*LIST OF TASKS:*
**A)** In the forum thread about the stove pilot light, what model name does jwicki finally give for the unit?
**B)** Reproduce everything from "Heat n Glo is" down to "the valve cavity." in the forum thread about the stove pilot light.

*SELECTED EXCERPT:*
-- START --
# Problem with pilot lite?



## jwicki (Nov 12, 2009)

I'm trying to re lite my propane stove.  Its a heat and glo.   When I attempt to lite the pilot it not cliking as it usually does.  There is not spark.   It has been workinging fine for the last few weeks?  

Any ideas?


----------



## DAKSY (Nov 12, 2009)

Is there power to the unit?
What model is it?
Plug something - a lamp, fan - some kind of small 
appliance into the receptacle underneath, if there IS one...
If not, is there a battery powered igniter?
Again, what model is it?


----------



## jtp10181 (Nov 12, 2009)

What does the ignitor button look like, is it a round red or black button (not the on/off/pilot) and when you push it in there is some resistance to it?

The other style runs off a 9v battery and I think automatically sparks when you hold in the pilot knob on the valve. Battery could be dead.


----------



## Fsappo (Nov 12, 2009)

What did your dealer say?


----------



## jwicki (Nov 12, 2009)

The Model is Heat and Glo.


----------



## jwicki (Nov 12, 2009)

DAKSY said:
			
		

> Is there power to the unit?
> What model is it?
> Plug something - a lamp, fan - some kind of small
> appliance into the receptacle underneath, if there IS one...
> ...


****
there is power.  Heat and Glo. It is not a battery igniter.


----------



## jwicki (Nov 12, 2009)

jtp10181 said:
			
		

> What does the ignitor button look like, is it a round red or black button (not the on/off/pilot) and when you push it in there is some resistance to it?
> 
> The other style runs off a 9v battery and I think automatically sparks when you hold in the pilot knob on the valve. Battery could be dead.



************
Black one.   no resistance.  Just no spark.  there is power to the unit?


----------



## DAKSY (Nov 13, 2009)

Jeff T said:
			
		

> DAKSY said:
> 
> 
> 
> ...



Heat n Glo is NOT a model. It's a manufacturer of gas fireplaces & stoves 
(& other hearth units, as well).
Is your unit a fire place?
If it is, there's a silver sticker on the bottom right of the
base of the unit - in the valve cavity.
What MODEL is it?


----------



## jwicki (Nov 13, 2009)

Oh.  Sorry.  The model is Tiara 1


----------



## DAKSY (Nov 13, 2009)

Is there a click when you push the button on the piezo??
-- END --
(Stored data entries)
-- START --
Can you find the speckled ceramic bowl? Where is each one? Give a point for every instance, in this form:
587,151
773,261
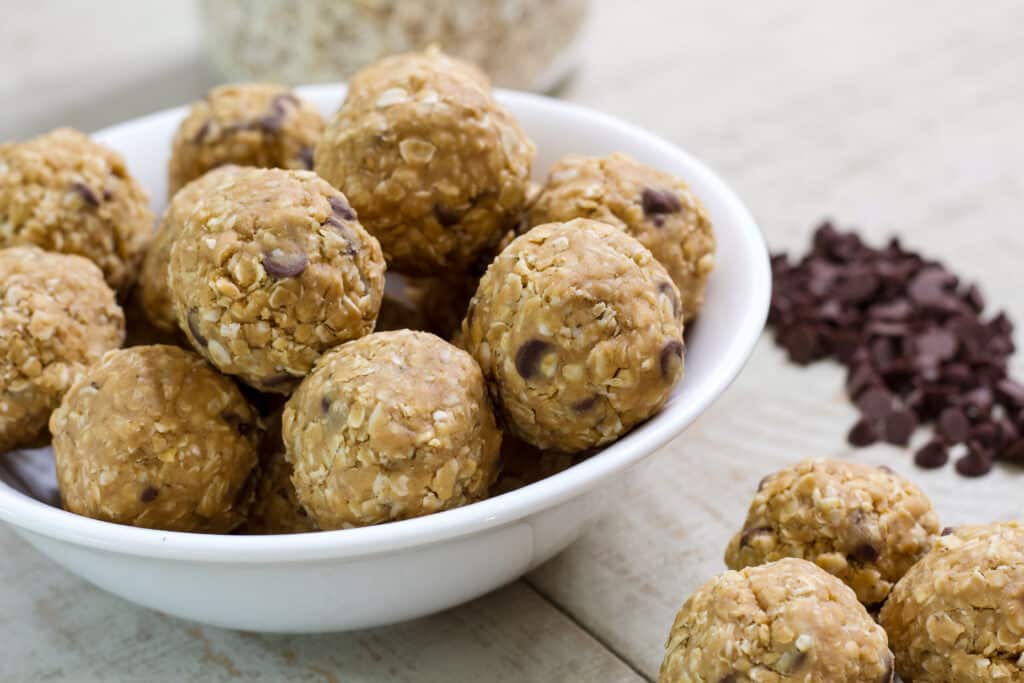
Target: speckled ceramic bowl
334,581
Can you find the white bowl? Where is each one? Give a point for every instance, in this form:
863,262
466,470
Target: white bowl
354,579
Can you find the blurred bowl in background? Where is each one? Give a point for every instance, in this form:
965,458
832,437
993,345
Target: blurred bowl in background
525,44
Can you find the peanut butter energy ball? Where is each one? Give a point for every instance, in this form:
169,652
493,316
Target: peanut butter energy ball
56,316
579,333
864,524
275,508
957,615
249,124
656,208
155,293
64,193
153,436
779,623
391,426
271,270
435,168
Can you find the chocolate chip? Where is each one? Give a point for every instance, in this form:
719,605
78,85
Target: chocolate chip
446,217
86,194
673,349
585,404
341,208
282,265
865,552
655,202
527,358
931,456
193,319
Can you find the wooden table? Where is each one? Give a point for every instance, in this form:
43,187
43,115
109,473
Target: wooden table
893,117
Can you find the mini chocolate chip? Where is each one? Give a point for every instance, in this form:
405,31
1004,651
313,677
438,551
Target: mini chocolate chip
673,349
585,404
282,265
193,318
744,539
446,217
527,358
865,552
656,202
86,194
341,208
932,455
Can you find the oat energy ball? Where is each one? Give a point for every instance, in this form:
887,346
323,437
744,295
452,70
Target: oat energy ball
275,508
435,168
153,436
391,426
957,615
783,622
56,316
154,292
64,193
864,524
254,124
654,207
270,271
579,333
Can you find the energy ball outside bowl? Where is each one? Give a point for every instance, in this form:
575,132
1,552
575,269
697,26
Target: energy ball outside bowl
270,271
248,124
957,615
654,207
64,193
154,292
579,333
864,524
436,169
56,317
153,436
391,426
778,623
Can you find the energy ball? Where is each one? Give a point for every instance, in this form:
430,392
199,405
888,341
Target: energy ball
153,436
64,193
864,524
275,508
787,621
435,168
270,271
654,207
957,615
391,426
155,293
56,317
579,333
253,124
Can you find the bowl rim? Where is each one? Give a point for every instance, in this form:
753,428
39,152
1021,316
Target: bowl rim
29,514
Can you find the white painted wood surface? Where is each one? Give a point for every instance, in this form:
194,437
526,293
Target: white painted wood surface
893,117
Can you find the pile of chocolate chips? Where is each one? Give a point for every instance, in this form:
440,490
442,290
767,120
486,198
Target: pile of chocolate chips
915,343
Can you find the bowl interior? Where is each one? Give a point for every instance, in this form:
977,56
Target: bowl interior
718,344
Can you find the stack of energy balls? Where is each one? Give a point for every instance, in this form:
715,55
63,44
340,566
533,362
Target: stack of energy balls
841,573
272,404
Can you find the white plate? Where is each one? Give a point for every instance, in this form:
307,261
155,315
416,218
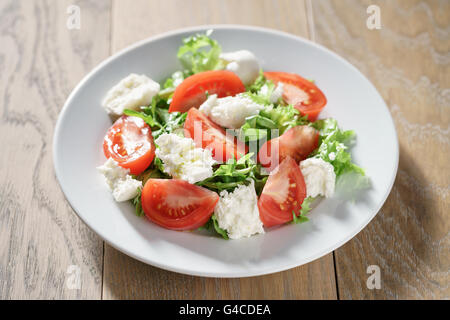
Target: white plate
352,100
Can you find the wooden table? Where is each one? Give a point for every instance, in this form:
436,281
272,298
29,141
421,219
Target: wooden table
41,60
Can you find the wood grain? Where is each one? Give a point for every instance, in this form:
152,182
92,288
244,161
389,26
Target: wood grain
408,60
40,62
125,278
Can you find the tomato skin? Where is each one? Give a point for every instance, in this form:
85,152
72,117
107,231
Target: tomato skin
303,94
297,143
191,93
283,193
176,204
211,136
130,134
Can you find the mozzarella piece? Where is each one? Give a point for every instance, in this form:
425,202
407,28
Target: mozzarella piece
244,64
123,186
237,212
319,177
182,160
230,112
130,93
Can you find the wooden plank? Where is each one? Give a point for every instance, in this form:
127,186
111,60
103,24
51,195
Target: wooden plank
130,279
408,60
40,62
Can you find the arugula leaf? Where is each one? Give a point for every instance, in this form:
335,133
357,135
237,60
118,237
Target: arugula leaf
333,148
230,175
159,118
306,205
270,118
194,56
137,204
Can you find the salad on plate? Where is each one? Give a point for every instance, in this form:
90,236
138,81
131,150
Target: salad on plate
223,145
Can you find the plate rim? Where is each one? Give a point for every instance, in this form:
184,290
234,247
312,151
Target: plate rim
231,274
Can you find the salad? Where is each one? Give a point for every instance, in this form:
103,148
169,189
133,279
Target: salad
223,145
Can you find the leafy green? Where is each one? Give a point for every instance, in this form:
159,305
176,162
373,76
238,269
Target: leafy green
333,148
171,83
200,53
258,84
137,204
230,175
213,226
279,118
305,209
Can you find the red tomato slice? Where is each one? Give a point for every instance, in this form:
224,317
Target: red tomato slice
300,92
209,135
283,193
191,93
297,143
176,204
129,142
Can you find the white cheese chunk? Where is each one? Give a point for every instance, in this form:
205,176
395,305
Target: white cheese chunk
130,93
237,212
243,63
123,186
182,160
230,112
319,177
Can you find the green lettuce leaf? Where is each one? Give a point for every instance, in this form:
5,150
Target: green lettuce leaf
261,125
334,144
233,173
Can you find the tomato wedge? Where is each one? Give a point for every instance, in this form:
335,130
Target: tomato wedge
129,142
191,93
176,204
300,92
297,143
283,193
209,135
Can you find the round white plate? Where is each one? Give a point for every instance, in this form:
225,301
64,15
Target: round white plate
352,100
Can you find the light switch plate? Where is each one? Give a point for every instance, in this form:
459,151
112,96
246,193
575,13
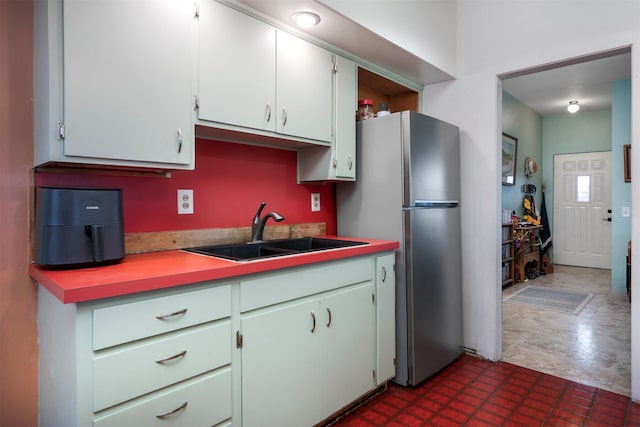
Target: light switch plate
315,202
185,202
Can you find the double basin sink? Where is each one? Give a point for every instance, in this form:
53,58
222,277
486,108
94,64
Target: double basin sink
272,248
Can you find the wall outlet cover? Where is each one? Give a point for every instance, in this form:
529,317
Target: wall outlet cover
185,202
315,202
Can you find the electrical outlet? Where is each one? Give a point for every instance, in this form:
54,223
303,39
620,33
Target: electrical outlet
315,202
185,202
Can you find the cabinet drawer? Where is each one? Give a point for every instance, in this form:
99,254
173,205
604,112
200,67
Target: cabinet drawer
208,402
128,322
133,370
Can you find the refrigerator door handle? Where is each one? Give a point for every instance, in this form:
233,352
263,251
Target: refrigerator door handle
436,203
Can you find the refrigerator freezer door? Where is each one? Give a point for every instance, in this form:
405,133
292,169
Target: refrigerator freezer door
434,291
431,151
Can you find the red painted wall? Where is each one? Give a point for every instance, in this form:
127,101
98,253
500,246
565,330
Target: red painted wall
229,182
18,302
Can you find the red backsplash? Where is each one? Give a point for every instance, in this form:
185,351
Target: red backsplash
229,182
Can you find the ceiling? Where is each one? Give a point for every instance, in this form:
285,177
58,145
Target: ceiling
546,89
587,81
350,37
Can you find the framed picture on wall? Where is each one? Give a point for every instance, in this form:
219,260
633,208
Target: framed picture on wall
627,162
509,150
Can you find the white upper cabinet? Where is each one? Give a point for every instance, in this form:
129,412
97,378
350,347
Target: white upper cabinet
338,162
236,68
304,75
252,76
113,86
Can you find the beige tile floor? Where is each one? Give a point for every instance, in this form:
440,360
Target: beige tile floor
593,347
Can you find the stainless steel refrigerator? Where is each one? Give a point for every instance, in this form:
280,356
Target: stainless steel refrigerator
408,189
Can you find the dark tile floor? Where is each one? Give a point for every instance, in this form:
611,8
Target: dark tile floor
476,392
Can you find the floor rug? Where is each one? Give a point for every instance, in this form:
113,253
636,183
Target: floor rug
550,299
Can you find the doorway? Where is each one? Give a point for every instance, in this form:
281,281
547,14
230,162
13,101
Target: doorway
582,209
570,277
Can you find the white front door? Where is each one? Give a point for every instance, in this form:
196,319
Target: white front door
582,209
-- END --
*WORKED ANSWERS:*
**A)** Tiara 1

**B)**
Heat n Glo is NOT a model. It's a manufacturer of gas fireplaces & stoves 
(& other hearth units, as well).
Is your unit a fire place?
If it is, there's a silver sticker on the bottom right of the
base of the unit - in the valve cavity.